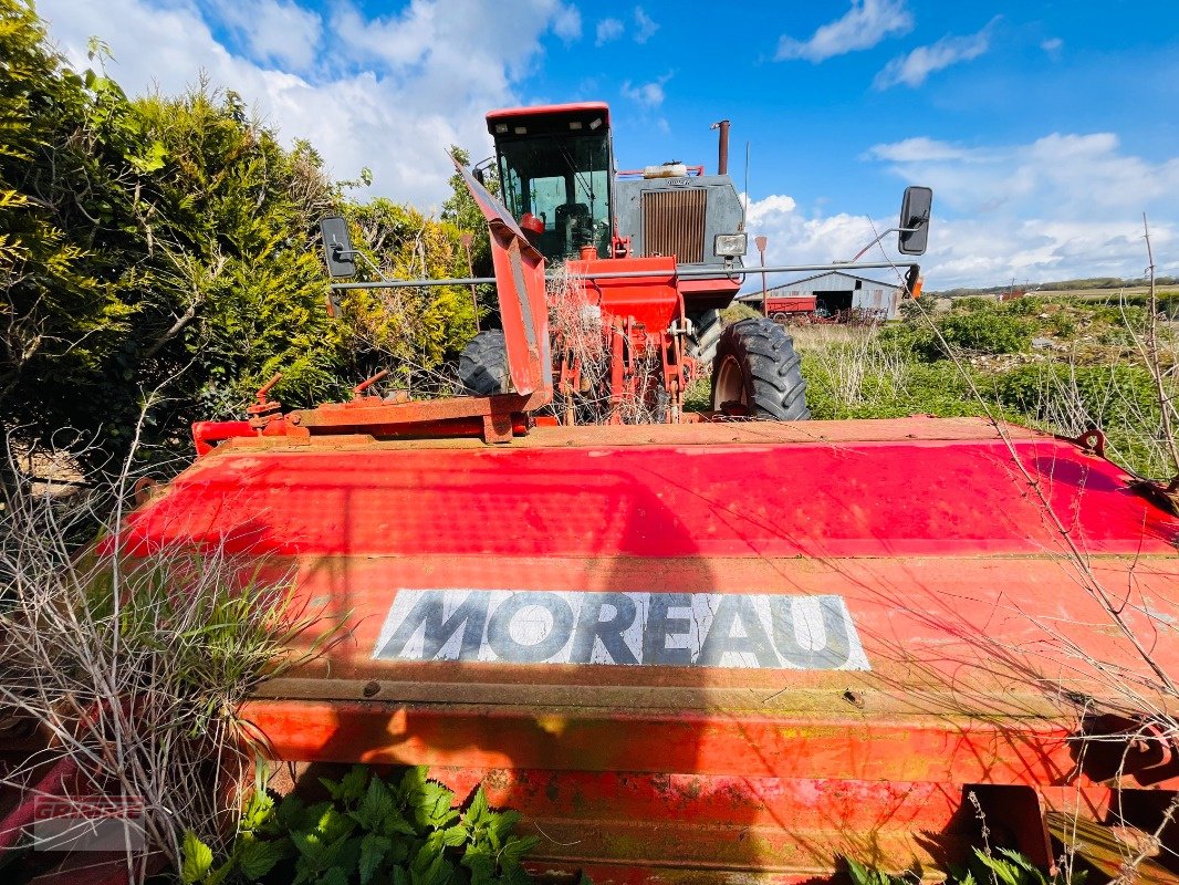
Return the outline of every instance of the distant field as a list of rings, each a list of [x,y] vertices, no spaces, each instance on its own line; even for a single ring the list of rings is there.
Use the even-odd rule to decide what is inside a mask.
[[[1162,291],[1164,288],[1160,288],[1159,293],[1161,294]],[[1146,286],[1127,286],[1124,289],[1058,289],[1053,291],[1034,291],[1028,289],[1027,294],[1052,299],[1075,297],[1082,301],[1117,302],[1122,297],[1146,297],[1151,294],[1151,289]]]

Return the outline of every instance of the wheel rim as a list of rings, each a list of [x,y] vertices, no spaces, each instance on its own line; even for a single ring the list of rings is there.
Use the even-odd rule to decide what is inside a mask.
[[[740,363],[731,355],[725,355],[717,369],[712,384],[712,408],[719,409],[725,402],[739,402],[749,406],[749,394],[745,391],[745,373]]]

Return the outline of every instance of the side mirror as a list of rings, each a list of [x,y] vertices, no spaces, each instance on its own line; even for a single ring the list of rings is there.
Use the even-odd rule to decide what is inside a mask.
[[[348,236],[348,222],[338,215],[329,215],[320,222],[323,236],[323,255],[328,261],[328,273],[332,277],[356,276],[356,253]]]
[[[934,205],[931,188],[905,188],[901,202],[901,236],[897,249],[902,255],[924,255],[929,244],[929,210]]]

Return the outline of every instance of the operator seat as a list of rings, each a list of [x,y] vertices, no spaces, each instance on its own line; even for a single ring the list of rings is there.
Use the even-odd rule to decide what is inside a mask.
[[[556,231],[565,240],[565,254],[575,255],[590,237],[581,231],[590,229],[590,206],[585,203],[561,203],[555,210]]]

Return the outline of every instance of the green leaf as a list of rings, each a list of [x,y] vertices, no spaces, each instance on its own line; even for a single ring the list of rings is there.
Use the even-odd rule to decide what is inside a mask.
[[[340,781],[340,795],[334,799],[342,799],[345,802],[360,801],[364,795],[364,785],[368,782],[369,771],[363,765],[354,765],[353,769]],[[374,778],[374,780],[376,780]]]
[[[852,885],[871,885],[868,867],[858,863],[855,858],[844,858],[848,861],[848,873],[851,876]]]
[[[213,865],[213,850],[200,841],[191,830],[185,830],[180,854],[183,857],[180,881],[184,885],[197,885],[209,874]]]
[[[462,815],[462,822],[468,827],[476,827],[483,822],[488,811],[487,795],[483,793],[483,785],[480,784],[475,789],[475,795],[472,798],[470,805]]]
[[[275,814],[275,799],[264,789],[255,789],[242,814],[242,830],[255,831],[265,826]]]
[[[381,864],[393,848],[393,841],[383,835],[369,833],[361,839],[360,873],[361,885],[368,885],[369,880],[381,868]]]
[[[274,870],[275,864],[286,857],[288,852],[285,841],[252,841],[241,845],[238,865],[242,874],[253,881]]]
[[[368,831],[377,832],[382,830],[387,818],[397,814],[393,804],[393,795],[389,788],[380,778],[369,781],[364,798],[361,799],[356,811],[351,813],[353,819]],[[400,817],[400,814],[397,814]],[[413,830],[407,833],[413,835]]]
[[[503,848],[500,851],[500,866],[505,871],[519,866],[520,861],[523,860],[523,856],[535,848],[539,843],[540,839],[535,835],[523,838],[512,837],[503,844]]]
[[[289,795],[283,799],[275,809],[275,822],[278,828],[289,832],[303,828],[303,813],[305,806],[298,796]]]
[[[446,830],[437,831],[442,833],[442,844],[450,848],[457,848],[465,841],[467,841],[467,827],[461,824],[455,824]]]
[[[467,846],[460,863],[470,870],[470,885],[485,885],[485,883],[494,881],[499,870],[495,854],[486,844]]]

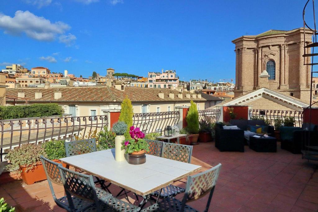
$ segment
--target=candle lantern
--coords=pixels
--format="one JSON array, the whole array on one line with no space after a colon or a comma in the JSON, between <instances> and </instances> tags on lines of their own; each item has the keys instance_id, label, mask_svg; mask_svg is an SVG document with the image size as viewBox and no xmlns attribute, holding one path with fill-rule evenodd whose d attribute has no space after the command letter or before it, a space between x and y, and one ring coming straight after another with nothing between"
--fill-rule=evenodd
<instances>
[{"instance_id":1,"label":"candle lantern","mask_svg":"<svg viewBox=\"0 0 318 212\"><path fill-rule=\"evenodd\" d=\"M172 136L172 128L171 126L167 126L164 128L164 136L166 137Z\"/></svg>"}]
</instances>

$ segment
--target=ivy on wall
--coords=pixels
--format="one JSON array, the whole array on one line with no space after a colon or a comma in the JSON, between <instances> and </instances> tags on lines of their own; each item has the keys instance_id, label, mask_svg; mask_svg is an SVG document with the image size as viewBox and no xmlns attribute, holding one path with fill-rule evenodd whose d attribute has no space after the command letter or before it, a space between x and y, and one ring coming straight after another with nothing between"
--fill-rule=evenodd
<instances>
[{"instance_id":1,"label":"ivy on wall","mask_svg":"<svg viewBox=\"0 0 318 212\"><path fill-rule=\"evenodd\" d=\"M0 106L0 120L62 115L62 106L55 103Z\"/></svg>"}]
</instances>

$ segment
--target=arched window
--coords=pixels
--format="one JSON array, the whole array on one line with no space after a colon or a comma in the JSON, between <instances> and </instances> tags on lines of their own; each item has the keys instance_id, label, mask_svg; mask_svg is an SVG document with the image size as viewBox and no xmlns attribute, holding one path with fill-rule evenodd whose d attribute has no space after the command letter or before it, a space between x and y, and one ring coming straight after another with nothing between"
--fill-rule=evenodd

────────────────────────────────────────

What to work on
Output the full set of records above without changing a word, and drop the images.

Output below
Return the outline of every instance of the distant field as a list of rings, each a list of [x,y] vertices, no spaces, each instance on its own line; even for a single ring the list of rings is there.
Use the even-odd rule to decide what is inside a mask.
[[[1162,291],[1164,288],[1160,288],[1159,293],[1161,294]],[[1146,286],[1127,286],[1124,289],[1058,289],[1053,291],[1034,291],[1028,289],[1027,294],[1052,299],[1075,297],[1082,301],[1117,302],[1122,297],[1146,297],[1151,294],[1151,289]]]

Return the outline of every instance of the wheel rim as a list of rings, each a list of [x,y] vertices, no spaces, each instance on its own line; even for a single ring the list of rings is there.
Use the even-odd rule to decide what is inside a mask.
[[[740,363],[731,355],[725,355],[717,369],[712,384],[712,408],[719,409],[725,402],[739,402],[749,406],[749,394],[745,391],[745,373]]]

Return the outline of every instance of the side mirror as a list of rings, each a list of [x,y] vertices, no spaces, each instance on its own line; even for a single ring the list of rings is there.
Use the even-odd rule to decide what is inside a mask.
[[[348,236],[348,222],[338,215],[329,215],[320,222],[323,236],[323,255],[328,261],[328,273],[332,277],[356,276],[356,253]]]
[[[934,205],[931,188],[905,188],[901,202],[901,236],[897,249],[902,255],[924,255],[929,244],[929,210]]]

Return the outline of every instance of the operator seat as a list of rings, each a list of [x,y] vertices, no spaces, each instance on its own line; even for a single ring the list of rings is there.
Use the even-odd rule to decide what is inside a mask.
[[[556,231],[565,240],[565,254],[575,255],[590,237],[581,231],[590,229],[590,206],[585,203],[561,203],[555,210]]]

Return the outline of every instance of the green leaf as a list of rings, each a list of [x,y] vertices, no spaces, each instance on its own line; even for a single ring the list of rings is there.
Use the even-odd rule to decide what is inside a mask.
[[[340,781],[340,795],[334,799],[342,799],[345,802],[360,801],[364,795],[364,785],[368,782],[369,771],[363,765],[354,765],[353,769]],[[374,778],[374,780],[376,780]]]
[[[852,885],[871,885],[868,867],[858,863],[855,858],[844,858],[848,861],[848,873],[851,876]]]
[[[213,865],[213,850],[200,841],[191,830],[185,830],[180,854],[183,857],[180,881],[184,885],[197,885],[209,874]]]
[[[462,815],[462,822],[468,827],[476,827],[483,822],[488,811],[487,795],[483,793],[483,785],[480,784],[475,789],[475,795],[472,798],[470,805]]]
[[[275,814],[275,799],[264,789],[255,789],[242,814],[242,830],[255,831],[265,826]]]
[[[381,864],[393,848],[393,841],[383,835],[369,833],[361,839],[360,873],[361,885],[368,885],[369,880],[381,868]]]
[[[274,870],[275,864],[286,857],[288,852],[285,841],[252,841],[241,845],[238,865],[242,874],[253,881]]]
[[[368,831],[377,832],[382,830],[387,818],[397,814],[393,804],[393,795],[389,788],[380,778],[369,781],[364,798],[361,799],[356,811],[351,813],[353,819]],[[400,817],[400,814],[397,814]],[[413,830],[407,833],[413,835]]]
[[[503,848],[500,851],[500,866],[505,871],[519,866],[520,861],[523,860],[523,856],[535,848],[539,843],[540,839],[535,835],[523,838],[512,837],[503,844]]]
[[[289,795],[283,799],[275,809],[275,822],[278,828],[289,832],[303,828],[303,813],[305,806],[298,796]]]
[[[446,830],[437,831],[442,833],[442,844],[450,848],[457,848],[465,841],[467,841],[467,827],[461,824],[455,824]]]
[[[467,846],[460,863],[470,870],[470,885],[485,885],[485,883],[494,881],[499,870],[495,854],[486,844]]]

$ segment
--target=candle lantern
--coords=pixels
--format="one JSON array, the whole array on one line with no space after a colon or a comma in the JSON, between <instances> and </instances> tags on lines of their own; each item has the keys instance_id, label, mask_svg; mask_svg is an SVG document with the image size as viewBox and no xmlns attribute, holding one path with fill-rule evenodd whose d attribute has no space after the command letter or before it, a space between x and y, and one ring coming straight after another with nothing between"
--fill-rule=evenodd
<instances>
[{"instance_id":1,"label":"candle lantern","mask_svg":"<svg viewBox=\"0 0 318 212\"><path fill-rule=\"evenodd\" d=\"M172 136L172 128L171 126L167 126L164 128L164 136L166 137Z\"/></svg>"}]
</instances>

$ segment
--target=ivy on wall
--coords=pixels
--format="one JSON array, the whole array on one line with no space after a colon or a comma in the JSON, between <instances> and </instances> tags on lines of their own; each item has the keys instance_id, label, mask_svg; mask_svg is an SVG document with the image size as viewBox and no xmlns attribute, holding one path with fill-rule evenodd whose d attribute has no space after the command letter or before it, a space between x and y, and one ring coming straight after another with nothing between"
--fill-rule=evenodd
<instances>
[{"instance_id":1,"label":"ivy on wall","mask_svg":"<svg viewBox=\"0 0 318 212\"><path fill-rule=\"evenodd\" d=\"M0 106L0 120L62 115L62 106L55 103Z\"/></svg>"}]
</instances>

$ segment
--target=arched window
--coords=pixels
--format="one JSON array, the whole array on one line with no space after a colon or a comma in the JSON, between <instances> and </instances> tags on lines of their own; each item has the keys instance_id, label, mask_svg; mask_svg is an SVG document with the image size as viewBox and no xmlns attribute, holding one path with fill-rule evenodd whose d attribute has no space after the command letter or before it, a space between x and y, and one ring coming straight after another with nothing between"
--fill-rule=evenodd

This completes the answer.